EXCERPTED DATA below:

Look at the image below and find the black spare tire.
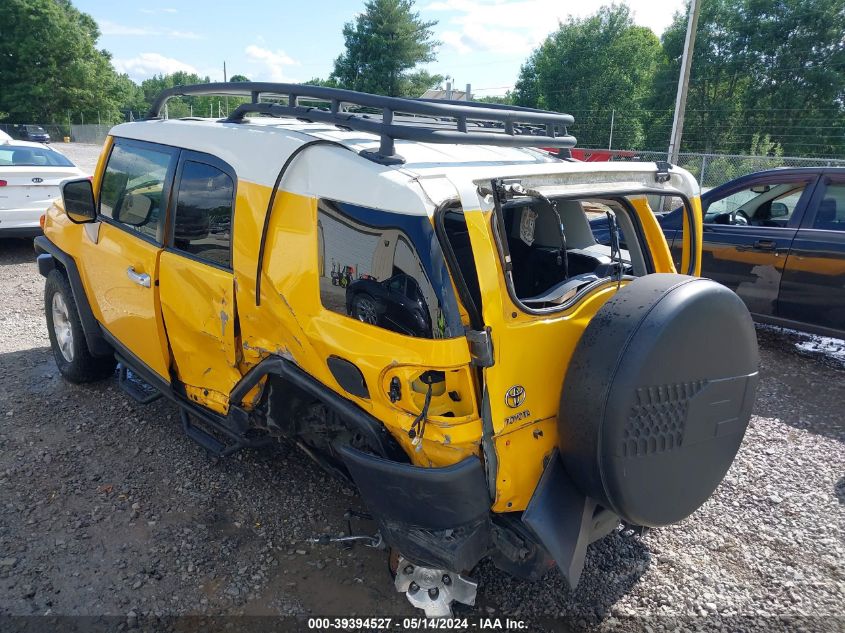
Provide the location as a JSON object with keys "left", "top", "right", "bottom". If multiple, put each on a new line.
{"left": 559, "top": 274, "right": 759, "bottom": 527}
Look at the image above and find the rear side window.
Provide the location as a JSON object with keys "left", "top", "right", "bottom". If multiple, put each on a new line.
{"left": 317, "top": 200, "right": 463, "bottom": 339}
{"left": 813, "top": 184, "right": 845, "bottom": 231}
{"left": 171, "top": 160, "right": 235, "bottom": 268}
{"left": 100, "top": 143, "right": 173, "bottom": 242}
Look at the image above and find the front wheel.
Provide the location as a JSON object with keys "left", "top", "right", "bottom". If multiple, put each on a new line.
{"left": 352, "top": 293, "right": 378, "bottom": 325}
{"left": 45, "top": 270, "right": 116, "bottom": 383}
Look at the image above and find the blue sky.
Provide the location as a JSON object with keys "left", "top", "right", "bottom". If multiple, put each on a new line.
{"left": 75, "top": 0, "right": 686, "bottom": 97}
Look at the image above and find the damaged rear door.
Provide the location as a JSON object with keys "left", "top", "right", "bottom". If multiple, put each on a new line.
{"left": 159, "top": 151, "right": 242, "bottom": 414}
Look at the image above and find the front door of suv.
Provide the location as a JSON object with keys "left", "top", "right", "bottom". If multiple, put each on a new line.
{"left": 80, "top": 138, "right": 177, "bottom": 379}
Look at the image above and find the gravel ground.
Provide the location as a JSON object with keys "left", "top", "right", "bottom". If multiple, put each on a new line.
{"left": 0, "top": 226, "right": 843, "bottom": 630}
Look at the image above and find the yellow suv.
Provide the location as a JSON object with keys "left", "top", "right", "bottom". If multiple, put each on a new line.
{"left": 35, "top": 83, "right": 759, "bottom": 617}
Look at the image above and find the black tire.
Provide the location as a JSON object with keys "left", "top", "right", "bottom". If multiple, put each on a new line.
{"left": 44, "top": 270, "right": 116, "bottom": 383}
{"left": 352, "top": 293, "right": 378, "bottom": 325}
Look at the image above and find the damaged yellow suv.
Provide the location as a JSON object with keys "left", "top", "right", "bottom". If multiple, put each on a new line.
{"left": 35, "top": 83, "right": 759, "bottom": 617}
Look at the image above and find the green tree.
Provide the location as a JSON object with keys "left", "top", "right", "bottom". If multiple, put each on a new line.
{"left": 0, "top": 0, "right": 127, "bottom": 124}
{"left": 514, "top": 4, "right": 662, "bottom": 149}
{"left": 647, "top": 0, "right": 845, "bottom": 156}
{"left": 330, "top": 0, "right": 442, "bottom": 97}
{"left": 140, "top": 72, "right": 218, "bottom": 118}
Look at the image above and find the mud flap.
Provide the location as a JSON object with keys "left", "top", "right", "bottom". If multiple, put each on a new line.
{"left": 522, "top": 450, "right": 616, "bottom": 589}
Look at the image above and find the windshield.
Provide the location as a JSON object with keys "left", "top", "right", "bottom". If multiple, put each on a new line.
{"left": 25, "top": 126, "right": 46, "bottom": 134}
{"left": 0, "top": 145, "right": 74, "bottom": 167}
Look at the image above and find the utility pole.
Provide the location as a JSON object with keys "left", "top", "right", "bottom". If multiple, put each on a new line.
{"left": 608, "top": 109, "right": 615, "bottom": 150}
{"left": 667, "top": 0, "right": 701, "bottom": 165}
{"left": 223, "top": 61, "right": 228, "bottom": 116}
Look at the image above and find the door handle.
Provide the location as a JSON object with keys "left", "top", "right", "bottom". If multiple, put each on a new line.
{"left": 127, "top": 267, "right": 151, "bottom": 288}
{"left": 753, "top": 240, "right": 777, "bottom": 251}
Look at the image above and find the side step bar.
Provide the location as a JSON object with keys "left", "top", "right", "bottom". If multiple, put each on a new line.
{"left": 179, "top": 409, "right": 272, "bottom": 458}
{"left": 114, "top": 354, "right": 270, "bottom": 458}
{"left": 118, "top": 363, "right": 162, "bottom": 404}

End of EXCERPTED DATA.
EXCERPTED DATA below:

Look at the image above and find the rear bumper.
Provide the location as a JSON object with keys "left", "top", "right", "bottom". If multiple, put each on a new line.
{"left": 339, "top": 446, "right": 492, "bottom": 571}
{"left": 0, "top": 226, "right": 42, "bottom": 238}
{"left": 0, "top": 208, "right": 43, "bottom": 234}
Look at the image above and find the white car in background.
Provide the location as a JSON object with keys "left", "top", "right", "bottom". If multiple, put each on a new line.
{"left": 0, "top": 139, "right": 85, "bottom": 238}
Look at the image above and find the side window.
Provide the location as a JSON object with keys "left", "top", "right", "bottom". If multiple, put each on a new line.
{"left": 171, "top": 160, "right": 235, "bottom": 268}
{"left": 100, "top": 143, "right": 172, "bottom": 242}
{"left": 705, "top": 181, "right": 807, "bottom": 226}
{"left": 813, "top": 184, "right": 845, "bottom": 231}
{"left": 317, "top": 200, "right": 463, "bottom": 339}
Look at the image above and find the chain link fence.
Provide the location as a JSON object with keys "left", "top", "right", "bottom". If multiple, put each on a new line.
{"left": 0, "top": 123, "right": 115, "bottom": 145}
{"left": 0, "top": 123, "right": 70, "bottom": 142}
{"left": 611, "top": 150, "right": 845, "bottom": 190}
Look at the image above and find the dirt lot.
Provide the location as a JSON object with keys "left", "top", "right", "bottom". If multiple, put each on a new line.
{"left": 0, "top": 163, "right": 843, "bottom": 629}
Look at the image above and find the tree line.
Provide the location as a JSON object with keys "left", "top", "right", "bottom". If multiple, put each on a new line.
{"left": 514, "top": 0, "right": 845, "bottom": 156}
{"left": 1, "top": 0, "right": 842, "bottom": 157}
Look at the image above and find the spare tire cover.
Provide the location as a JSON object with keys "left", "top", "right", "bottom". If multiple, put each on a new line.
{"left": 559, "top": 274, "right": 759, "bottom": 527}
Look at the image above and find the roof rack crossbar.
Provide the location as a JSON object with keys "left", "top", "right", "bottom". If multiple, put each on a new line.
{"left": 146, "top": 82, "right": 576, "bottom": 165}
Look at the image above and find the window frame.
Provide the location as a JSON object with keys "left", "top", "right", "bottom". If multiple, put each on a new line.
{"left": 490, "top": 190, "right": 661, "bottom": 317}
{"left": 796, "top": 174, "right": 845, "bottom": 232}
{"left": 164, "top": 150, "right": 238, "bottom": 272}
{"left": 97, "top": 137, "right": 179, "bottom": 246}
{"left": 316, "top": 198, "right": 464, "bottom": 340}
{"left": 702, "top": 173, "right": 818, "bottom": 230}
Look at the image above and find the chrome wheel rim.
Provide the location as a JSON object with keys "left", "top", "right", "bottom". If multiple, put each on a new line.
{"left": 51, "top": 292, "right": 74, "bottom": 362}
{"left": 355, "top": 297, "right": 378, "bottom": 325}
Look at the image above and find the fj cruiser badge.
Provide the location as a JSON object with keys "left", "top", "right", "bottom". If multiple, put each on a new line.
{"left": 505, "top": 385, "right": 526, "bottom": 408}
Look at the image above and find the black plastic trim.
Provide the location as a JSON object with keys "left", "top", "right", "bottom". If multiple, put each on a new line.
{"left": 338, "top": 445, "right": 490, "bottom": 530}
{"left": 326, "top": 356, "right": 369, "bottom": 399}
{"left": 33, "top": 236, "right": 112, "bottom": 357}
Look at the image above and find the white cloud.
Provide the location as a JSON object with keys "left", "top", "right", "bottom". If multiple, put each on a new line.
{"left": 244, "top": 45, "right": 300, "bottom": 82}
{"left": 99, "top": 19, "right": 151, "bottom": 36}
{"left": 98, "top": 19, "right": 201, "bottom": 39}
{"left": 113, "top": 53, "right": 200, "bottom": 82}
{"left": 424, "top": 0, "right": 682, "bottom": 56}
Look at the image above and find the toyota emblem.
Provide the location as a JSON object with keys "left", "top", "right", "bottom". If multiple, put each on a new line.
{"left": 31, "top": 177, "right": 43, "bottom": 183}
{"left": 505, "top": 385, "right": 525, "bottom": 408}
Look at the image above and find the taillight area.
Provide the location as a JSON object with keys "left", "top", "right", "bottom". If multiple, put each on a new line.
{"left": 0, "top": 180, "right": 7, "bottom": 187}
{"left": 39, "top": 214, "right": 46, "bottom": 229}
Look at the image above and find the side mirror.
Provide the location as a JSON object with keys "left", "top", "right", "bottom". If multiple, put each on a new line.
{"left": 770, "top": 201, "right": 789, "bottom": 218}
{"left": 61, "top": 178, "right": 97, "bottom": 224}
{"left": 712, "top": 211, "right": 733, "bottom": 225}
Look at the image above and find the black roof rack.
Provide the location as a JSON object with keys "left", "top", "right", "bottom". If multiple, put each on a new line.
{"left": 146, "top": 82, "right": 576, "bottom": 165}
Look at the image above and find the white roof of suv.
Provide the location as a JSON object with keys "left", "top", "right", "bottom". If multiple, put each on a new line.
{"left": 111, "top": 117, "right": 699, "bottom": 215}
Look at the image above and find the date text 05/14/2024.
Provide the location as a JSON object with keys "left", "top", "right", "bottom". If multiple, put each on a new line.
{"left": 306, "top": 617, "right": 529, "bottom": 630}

End of EXCERPTED DATA.

▶ EXERCISE AIM:
Those lines of the records above that run from the one containing "Look at the image below" through the one containing "Look at the image above and find the gravel" should be returned exactly, with no pictures among them.

▶ COMPLETED EXERCISE:
Look at the image below and find the black spare tire.
Provide the location as a JSON object with keys "left", "top", "right", "bottom". If multiple, put each on a new line.
{"left": 559, "top": 274, "right": 759, "bottom": 527}
Look at the image above and find the rear side window.
Provide the location as a JSON object with keys "left", "top", "right", "bottom". If multiple, put each on a new line.
{"left": 317, "top": 200, "right": 463, "bottom": 339}
{"left": 813, "top": 184, "right": 845, "bottom": 231}
{"left": 171, "top": 160, "right": 235, "bottom": 268}
{"left": 100, "top": 143, "right": 173, "bottom": 242}
Look at the image above and find the front wheel.
Provide the location as a JSON object with keys "left", "top", "right", "bottom". If multiple, put each on a new line.
{"left": 352, "top": 293, "right": 378, "bottom": 325}
{"left": 45, "top": 270, "right": 116, "bottom": 383}
Look at the image above and find the blue sky.
Provide the location as a JSON object with keys "left", "top", "right", "bottom". If multiple, put each on a new line.
{"left": 75, "top": 0, "right": 686, "bottom": 97}
Look at the image above and find the damaged rear door.
Provide the location as a JSON object with keys "left", "top", "right", "bottom". If multiple, put each on a new line.
{"left": 159, "top": 151, "right": 242, "bottom": 414}
Look at the image above and find the front door of suv.
Provide the location as a JSON object with keys "left", "top", "right", "bottom". If multiple, put each on a new line.
{"left": 80, "top": 138, "right": 177, "bottom": 379}
Look at the image above and find the gravel ground.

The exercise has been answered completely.